*** Dataset records

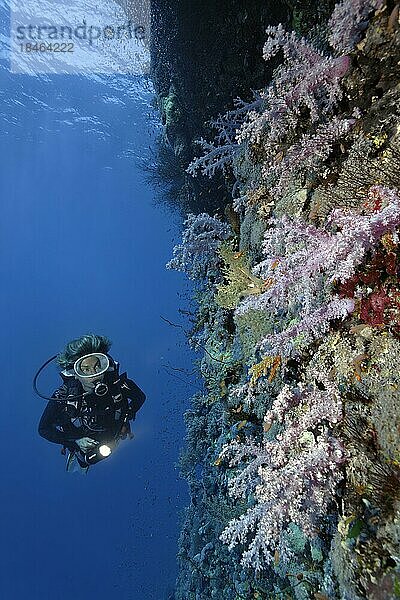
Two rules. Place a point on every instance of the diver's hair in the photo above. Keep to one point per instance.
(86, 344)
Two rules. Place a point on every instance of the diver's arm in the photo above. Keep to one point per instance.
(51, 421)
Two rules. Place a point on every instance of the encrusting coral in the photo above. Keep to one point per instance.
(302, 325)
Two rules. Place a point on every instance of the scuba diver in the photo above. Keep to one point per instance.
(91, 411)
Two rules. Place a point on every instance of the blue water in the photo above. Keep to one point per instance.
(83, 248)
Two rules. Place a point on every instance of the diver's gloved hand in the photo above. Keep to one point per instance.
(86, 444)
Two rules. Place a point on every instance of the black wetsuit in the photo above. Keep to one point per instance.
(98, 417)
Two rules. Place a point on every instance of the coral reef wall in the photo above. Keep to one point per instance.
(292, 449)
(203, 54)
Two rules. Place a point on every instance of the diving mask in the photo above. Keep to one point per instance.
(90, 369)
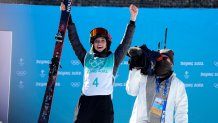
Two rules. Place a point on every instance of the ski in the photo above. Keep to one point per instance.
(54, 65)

******

▶ **What you have to do**:
Write out again, unchanged, every line from the line containing "Two rules. Place a point on every instance of the ski" to the final line of the material above.

▶ **Written solution**:
Two rules. Place a point on every instance of the ski in the photo above. Keep to one point per instance.
(54, 65)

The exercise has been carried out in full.